▶ _WHAT TO PRODUCE_
List every person named in the passage on Eberhard III of Württemberg, apart from Eberhard III himself.

▶ _PASSAGE_

Eberhard III of Württemberg (called der Milde (the Clement) (1364 – 16 May 1417, in Göppingen), ruled from 1392 to 1417 as the Count of Württemberg, then a part of the Holy Roman Empire.

Life

He was a son of Count Ulrich of Württemberg and Elisabeth of Bavaria (who was the daughter of the emperor Louis IV), and the grandson and successor of Eberhard II. His reign was noted by a peace-preserving policy of alliances with the neighboring principalities and imperial towns. Examples are an alliances with 14 Upper-Swabian towns, concluded 27 August 1395 and the Marbachs alliance in 1405. An important military success was the victory against the Schlegel-Gesellschaft in 1395 near Heimsheim. Eberhard's most significant territorial acquisition was the county of Mömpelgard (now Montbéliard), which he secured through the engagement of his son, the later count Eberhard IV with Henriette, Countess of Montbéliard. Henriette was the granddaughter and heiress of Stephen of Montfaucon, count of Mömpelgard. Eberhard III governed the county of Mömpelgard till 1409, when he handed it over to his son Eberhard IV.

Named-object pointing records

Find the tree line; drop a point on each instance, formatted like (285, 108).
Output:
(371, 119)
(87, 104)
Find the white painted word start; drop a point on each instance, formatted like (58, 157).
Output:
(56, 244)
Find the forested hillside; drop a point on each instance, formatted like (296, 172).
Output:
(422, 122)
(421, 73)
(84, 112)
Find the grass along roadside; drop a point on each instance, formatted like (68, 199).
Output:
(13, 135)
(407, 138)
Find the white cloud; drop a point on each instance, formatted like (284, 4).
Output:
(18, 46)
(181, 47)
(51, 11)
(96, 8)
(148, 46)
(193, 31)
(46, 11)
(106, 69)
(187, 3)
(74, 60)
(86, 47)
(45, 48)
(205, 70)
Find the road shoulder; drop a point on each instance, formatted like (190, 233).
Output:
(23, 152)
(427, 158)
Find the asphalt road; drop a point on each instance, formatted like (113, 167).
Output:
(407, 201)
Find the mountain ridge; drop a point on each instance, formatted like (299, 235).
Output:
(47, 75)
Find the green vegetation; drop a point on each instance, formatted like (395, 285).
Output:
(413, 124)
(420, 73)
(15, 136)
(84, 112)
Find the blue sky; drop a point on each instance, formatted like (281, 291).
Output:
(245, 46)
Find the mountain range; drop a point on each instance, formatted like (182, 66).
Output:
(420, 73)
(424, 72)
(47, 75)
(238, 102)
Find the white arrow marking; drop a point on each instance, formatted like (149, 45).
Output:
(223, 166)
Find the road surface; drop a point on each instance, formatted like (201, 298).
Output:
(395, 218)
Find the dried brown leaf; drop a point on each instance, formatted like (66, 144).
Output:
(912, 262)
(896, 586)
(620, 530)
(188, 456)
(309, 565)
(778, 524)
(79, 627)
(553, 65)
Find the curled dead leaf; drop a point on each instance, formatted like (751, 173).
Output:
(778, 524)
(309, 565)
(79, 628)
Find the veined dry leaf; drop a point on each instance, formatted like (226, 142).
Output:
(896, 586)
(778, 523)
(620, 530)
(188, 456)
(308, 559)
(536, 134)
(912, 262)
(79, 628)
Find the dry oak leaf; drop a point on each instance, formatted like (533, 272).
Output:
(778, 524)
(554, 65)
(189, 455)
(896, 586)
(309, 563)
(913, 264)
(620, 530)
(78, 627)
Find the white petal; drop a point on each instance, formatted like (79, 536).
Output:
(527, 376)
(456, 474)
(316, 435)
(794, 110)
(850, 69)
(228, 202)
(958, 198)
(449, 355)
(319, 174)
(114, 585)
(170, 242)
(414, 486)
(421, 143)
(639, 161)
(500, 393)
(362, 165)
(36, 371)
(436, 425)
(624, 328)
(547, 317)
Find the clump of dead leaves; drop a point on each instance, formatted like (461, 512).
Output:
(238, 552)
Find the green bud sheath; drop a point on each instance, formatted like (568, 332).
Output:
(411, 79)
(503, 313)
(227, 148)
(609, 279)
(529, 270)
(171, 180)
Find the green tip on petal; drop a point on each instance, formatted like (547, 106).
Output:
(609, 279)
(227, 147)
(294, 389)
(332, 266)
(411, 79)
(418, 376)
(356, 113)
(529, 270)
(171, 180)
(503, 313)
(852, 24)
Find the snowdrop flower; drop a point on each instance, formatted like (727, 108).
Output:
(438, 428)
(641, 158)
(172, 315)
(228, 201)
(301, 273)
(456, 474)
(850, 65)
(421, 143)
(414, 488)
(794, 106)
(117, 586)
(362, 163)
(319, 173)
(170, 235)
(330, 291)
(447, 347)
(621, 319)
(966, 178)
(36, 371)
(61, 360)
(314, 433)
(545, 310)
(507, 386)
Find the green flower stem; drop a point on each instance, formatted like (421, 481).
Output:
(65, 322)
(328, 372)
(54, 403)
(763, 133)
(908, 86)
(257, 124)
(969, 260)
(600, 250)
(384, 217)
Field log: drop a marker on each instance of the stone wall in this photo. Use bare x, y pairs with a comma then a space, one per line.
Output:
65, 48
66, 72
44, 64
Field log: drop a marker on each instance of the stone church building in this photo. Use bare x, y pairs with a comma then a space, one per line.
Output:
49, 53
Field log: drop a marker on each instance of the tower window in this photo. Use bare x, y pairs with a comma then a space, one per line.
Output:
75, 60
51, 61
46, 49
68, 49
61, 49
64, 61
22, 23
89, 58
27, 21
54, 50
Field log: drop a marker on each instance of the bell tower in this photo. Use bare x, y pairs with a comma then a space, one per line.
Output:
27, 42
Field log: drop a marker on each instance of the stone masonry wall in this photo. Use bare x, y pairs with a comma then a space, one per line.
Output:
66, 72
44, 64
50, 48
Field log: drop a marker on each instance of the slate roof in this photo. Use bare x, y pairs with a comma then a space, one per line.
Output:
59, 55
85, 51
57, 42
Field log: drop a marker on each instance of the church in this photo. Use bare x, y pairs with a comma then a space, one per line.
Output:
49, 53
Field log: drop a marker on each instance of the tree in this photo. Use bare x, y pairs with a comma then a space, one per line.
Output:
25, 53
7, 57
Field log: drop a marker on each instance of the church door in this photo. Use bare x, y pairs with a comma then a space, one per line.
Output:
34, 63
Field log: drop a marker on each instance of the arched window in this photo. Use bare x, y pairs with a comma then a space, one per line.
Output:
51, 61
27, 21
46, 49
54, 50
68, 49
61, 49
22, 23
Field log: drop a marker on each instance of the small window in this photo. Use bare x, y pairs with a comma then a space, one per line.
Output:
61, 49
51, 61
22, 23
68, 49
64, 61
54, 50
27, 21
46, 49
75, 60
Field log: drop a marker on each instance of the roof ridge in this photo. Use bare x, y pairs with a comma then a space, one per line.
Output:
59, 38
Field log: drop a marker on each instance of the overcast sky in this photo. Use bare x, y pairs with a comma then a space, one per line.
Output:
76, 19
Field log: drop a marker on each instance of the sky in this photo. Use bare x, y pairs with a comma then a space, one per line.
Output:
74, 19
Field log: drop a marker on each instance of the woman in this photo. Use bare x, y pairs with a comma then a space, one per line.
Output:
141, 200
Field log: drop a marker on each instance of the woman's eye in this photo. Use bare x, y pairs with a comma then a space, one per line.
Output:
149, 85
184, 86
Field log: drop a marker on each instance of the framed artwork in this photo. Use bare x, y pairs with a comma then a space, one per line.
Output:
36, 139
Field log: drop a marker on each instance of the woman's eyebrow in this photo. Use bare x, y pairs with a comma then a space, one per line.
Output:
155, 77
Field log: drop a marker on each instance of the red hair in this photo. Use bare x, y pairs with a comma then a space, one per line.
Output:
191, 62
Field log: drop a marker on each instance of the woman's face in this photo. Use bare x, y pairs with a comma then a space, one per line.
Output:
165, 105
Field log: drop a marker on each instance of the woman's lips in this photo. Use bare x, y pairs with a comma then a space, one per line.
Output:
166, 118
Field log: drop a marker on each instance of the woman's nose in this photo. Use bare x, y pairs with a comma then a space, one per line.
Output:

▶ _EXERCISE SOLUTION_
- Count Ulrich of Württemberg
- Elisabeth of Bavaria
- Emperor Louis IV
- Eberhard II
- Eberhard IV
- Henriette, Countess of Montbéliard
- Stephen of Montfaucon